EXERCISE GOAL
Please format the entries as a JSON list of strings, starting at the line that contains "point: blue sky" and ending at the last line of the entries, with one string per line and blank lines omitted.

==*==

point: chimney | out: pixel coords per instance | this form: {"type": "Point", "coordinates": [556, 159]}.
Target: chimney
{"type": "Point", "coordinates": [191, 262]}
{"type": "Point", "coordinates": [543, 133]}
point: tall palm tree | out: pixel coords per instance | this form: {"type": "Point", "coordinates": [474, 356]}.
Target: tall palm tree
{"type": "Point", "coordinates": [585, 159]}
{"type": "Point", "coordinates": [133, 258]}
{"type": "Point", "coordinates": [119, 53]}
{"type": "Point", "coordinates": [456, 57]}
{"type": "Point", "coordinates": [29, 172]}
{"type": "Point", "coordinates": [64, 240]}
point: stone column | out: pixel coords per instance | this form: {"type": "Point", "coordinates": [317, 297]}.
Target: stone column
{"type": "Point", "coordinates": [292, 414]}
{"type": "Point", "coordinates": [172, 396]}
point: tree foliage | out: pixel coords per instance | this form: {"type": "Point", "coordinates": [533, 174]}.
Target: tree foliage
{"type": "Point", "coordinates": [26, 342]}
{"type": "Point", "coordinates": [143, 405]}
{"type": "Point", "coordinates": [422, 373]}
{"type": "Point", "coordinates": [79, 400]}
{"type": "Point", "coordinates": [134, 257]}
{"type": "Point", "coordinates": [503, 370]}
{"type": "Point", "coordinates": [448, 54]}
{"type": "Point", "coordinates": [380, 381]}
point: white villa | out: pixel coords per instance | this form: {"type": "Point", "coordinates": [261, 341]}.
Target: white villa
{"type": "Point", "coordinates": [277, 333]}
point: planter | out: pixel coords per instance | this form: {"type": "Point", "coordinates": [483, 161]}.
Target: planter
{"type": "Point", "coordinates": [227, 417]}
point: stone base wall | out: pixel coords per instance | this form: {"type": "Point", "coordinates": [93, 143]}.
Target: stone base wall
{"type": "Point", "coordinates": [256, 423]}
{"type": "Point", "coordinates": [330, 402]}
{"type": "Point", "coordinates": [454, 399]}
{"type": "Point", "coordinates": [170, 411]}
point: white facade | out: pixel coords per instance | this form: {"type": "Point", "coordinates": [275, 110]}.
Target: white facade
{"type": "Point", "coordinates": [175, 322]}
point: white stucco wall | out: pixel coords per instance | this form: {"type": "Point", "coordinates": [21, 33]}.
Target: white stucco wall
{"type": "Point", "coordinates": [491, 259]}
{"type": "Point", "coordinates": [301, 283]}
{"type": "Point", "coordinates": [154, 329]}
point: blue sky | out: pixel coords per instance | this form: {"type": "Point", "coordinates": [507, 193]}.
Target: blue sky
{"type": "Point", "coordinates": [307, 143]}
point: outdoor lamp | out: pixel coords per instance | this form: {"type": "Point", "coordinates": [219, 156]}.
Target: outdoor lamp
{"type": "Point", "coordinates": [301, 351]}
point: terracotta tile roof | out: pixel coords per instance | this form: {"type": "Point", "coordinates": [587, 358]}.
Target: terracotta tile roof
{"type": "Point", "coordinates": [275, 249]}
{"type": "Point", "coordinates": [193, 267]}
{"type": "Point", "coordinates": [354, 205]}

==*==

TASK RESPONSE
[
  "point: blue sky | out: pixel coords per instance | this form: {\"type\": \"Point\", \"coordinates\": [507, 193]}.",
  "Target: blue sky",
  "{\"type\": \"Point\", \"coordinates\": [307, 143]}",
  "point: outdoor lamp | out: pixel coords per instance | this form: {\"type\": \"Point\", \"coordinates\": [219, 156]}.",
  "Target: outdoor lamp",
  "{\"type\": \"Point\", \"coordinates\": [301, 351]}",
  "point: terracotta tile roof | out: pixel coords per instance | this form: {\"type\": \"Point\", \"coordinates\": [587, 358]}.",
  "Target: terracotta tile roof",
  "{\"type\": \"Point\", \"coordinates\": [275, 249]}",
  "{\"type\": \"Point\", \"coordinates\": [193, 267]}",
  "{\"type\": \"Point\", \"coordinates\": [354, 205]}"
]